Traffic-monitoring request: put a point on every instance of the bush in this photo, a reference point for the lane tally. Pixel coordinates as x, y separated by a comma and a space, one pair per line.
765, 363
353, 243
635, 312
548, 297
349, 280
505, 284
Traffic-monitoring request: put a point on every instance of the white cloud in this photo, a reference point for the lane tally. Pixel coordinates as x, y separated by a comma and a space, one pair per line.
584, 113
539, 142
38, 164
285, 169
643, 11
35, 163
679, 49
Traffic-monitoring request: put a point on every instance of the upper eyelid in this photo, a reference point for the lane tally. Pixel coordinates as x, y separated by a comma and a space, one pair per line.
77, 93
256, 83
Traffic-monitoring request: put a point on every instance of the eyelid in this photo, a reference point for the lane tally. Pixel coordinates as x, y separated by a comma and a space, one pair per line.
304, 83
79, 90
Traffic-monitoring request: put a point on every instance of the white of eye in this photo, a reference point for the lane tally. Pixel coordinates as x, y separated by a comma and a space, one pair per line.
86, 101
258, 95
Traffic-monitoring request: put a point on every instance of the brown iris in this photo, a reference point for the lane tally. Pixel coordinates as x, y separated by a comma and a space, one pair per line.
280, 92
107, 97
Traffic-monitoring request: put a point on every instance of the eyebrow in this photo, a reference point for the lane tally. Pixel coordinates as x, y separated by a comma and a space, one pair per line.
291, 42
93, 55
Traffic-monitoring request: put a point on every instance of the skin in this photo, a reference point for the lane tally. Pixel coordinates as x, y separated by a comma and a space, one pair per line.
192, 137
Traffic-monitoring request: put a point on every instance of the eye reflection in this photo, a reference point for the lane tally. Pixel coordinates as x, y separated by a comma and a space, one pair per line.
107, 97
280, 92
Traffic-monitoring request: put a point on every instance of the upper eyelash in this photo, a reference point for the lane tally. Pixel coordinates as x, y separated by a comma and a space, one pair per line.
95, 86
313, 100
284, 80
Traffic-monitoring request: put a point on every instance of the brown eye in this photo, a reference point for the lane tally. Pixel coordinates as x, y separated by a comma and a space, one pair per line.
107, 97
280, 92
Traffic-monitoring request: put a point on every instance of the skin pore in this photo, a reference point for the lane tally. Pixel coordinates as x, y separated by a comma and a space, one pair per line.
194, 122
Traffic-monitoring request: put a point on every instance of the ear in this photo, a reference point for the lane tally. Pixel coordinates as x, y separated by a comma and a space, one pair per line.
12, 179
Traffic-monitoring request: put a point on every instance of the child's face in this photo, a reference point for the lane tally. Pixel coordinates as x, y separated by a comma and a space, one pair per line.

* * *

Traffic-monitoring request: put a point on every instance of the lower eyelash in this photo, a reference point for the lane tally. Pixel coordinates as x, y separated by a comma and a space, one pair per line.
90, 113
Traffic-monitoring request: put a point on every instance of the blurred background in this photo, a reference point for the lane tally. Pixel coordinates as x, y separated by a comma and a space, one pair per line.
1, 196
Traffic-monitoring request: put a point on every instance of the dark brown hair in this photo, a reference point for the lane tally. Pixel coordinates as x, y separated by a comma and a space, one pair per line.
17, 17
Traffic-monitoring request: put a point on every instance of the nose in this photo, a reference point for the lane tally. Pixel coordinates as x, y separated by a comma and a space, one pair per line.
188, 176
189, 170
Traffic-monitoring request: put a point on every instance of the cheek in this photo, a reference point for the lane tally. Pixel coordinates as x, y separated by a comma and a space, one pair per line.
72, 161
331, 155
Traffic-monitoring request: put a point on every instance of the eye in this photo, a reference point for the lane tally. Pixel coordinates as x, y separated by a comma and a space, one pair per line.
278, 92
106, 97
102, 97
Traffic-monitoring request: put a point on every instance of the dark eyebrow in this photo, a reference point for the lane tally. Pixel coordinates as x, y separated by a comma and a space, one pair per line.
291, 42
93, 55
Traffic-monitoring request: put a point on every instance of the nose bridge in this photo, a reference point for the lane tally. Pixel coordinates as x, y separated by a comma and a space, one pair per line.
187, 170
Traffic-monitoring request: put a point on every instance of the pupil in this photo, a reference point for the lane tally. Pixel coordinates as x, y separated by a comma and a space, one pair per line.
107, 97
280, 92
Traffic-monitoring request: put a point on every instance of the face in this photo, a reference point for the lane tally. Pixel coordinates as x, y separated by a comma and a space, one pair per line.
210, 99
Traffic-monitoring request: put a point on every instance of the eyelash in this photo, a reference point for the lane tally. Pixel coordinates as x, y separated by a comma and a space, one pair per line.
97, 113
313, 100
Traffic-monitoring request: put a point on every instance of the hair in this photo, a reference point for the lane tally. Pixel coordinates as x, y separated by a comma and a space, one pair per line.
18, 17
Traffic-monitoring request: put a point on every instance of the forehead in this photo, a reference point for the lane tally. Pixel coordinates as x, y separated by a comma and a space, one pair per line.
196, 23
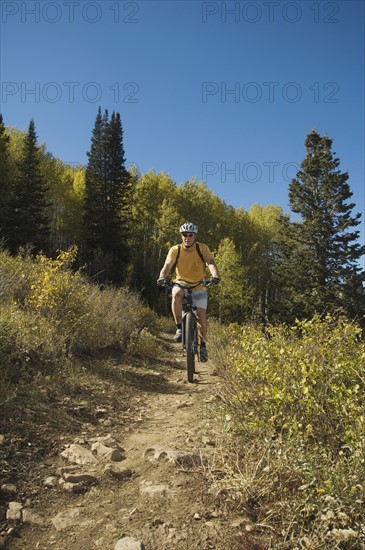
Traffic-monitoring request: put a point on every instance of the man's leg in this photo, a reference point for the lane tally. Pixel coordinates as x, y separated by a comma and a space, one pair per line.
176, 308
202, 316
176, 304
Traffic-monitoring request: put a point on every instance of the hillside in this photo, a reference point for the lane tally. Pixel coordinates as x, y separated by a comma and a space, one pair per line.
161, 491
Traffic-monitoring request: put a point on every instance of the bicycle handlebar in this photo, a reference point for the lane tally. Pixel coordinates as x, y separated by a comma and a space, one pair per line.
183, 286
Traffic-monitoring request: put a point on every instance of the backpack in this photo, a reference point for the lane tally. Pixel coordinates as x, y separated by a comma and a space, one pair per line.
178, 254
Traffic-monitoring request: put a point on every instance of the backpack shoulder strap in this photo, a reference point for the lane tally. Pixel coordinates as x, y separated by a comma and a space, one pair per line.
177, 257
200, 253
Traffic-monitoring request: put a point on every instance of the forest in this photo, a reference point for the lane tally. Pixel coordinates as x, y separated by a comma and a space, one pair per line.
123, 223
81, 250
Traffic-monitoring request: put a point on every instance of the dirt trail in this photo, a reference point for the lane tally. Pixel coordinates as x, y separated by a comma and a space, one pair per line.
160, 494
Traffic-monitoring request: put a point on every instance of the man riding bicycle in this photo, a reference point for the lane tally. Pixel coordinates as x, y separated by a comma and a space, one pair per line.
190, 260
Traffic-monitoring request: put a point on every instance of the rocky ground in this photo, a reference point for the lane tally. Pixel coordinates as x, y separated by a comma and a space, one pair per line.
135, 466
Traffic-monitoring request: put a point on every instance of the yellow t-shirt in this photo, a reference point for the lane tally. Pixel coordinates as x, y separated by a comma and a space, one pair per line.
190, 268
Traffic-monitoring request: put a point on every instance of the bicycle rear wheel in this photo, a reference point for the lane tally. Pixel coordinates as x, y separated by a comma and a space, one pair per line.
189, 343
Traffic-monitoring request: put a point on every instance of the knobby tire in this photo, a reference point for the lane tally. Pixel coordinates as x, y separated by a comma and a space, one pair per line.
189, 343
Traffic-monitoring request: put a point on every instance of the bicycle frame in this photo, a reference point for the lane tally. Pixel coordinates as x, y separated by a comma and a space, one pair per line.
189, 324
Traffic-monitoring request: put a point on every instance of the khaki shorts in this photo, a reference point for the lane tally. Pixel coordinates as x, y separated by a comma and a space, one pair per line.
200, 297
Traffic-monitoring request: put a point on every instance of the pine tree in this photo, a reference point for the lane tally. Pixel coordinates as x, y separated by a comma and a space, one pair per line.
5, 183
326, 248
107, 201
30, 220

--

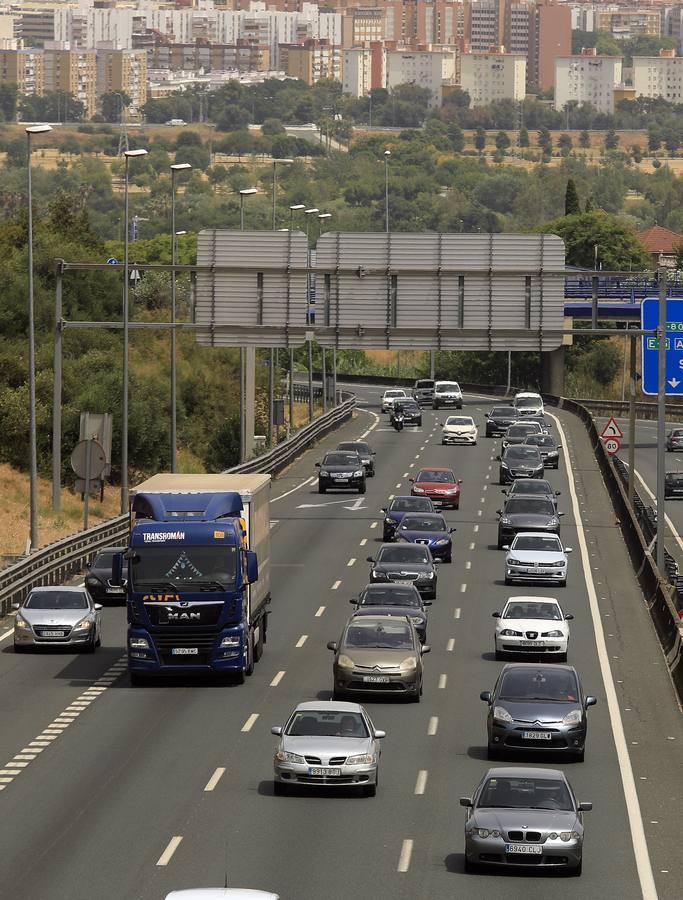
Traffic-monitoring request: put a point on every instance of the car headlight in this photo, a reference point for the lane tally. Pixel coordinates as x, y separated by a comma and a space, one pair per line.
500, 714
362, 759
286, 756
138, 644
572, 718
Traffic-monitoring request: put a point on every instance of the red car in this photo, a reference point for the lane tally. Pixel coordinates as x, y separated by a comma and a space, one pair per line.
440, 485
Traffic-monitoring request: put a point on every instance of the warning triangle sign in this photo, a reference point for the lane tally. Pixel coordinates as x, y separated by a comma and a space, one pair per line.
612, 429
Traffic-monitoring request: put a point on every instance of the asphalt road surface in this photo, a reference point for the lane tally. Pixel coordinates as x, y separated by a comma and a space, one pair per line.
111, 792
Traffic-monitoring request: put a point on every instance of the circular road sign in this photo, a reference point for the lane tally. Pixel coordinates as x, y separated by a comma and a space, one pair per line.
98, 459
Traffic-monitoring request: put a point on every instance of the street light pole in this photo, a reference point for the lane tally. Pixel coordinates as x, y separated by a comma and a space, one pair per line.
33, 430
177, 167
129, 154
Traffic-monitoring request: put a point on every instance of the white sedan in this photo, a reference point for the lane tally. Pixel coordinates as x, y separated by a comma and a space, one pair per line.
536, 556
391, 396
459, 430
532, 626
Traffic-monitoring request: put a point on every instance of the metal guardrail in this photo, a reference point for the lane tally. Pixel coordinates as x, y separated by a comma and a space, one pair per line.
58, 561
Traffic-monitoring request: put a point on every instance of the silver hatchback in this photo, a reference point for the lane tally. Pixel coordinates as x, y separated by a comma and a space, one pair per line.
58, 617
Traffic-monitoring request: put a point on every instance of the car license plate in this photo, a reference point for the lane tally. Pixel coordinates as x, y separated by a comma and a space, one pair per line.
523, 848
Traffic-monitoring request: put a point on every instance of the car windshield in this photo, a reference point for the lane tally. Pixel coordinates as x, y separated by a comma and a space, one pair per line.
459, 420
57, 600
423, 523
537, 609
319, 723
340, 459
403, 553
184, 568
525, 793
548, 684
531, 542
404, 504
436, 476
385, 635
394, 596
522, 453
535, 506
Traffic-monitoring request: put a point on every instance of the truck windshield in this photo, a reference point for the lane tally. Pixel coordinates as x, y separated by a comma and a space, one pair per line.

(PROBLEM REQUIREMENTS)
Rewrite the data from the line with "the skin pore" to the line with "of the child's", substituting "traffic count" for "lane tally" and changing nothing else.

(FINAL RESULT)
Traffic-monitoring request: put a point on every instance of the skin pore in this photo, a reference point for the traffic count. Pixel coordinates as x, y separated by a comma and a space, one pair per line.
194, 122
Traffic-monitoring request: put a point on every instance of the ear in this photo, a reference point for the traffic count. Pixel coordinates as x, y separated by a comma and a space, one pair per line.
12, 179
Traffic-monitoring request: put a point on every instance of the child's face in this photo, a reference point for the traffic count. Pixel coordinates as x, y separated by a comma and a space, one pair per line.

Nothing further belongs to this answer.